Dataset excerpt
____________
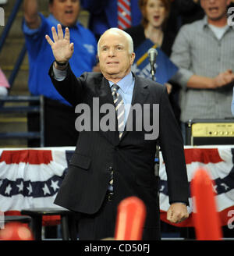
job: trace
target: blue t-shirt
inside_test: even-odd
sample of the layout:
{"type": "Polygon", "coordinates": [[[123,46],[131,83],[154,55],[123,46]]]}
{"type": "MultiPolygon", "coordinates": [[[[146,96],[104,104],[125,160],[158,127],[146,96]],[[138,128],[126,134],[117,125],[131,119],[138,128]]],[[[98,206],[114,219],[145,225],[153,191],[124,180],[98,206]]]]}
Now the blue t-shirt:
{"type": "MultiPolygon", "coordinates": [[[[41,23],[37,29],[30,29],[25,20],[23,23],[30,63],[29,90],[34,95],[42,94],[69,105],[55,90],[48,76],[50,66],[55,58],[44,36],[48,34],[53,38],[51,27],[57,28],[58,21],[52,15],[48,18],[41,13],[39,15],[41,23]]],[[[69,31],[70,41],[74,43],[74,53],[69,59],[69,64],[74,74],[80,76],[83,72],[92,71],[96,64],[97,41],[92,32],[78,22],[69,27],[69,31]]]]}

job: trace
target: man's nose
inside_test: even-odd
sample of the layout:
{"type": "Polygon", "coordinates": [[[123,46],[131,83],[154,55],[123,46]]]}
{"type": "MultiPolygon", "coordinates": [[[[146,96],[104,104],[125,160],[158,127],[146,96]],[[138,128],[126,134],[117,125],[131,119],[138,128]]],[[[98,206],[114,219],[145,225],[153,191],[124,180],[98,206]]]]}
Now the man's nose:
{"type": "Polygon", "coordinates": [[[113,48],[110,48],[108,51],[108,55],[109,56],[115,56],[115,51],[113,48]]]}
____________
How many lines of the material above contain the string "shirt"? Case matters, and the reply should be the number alone.

# Correct result
2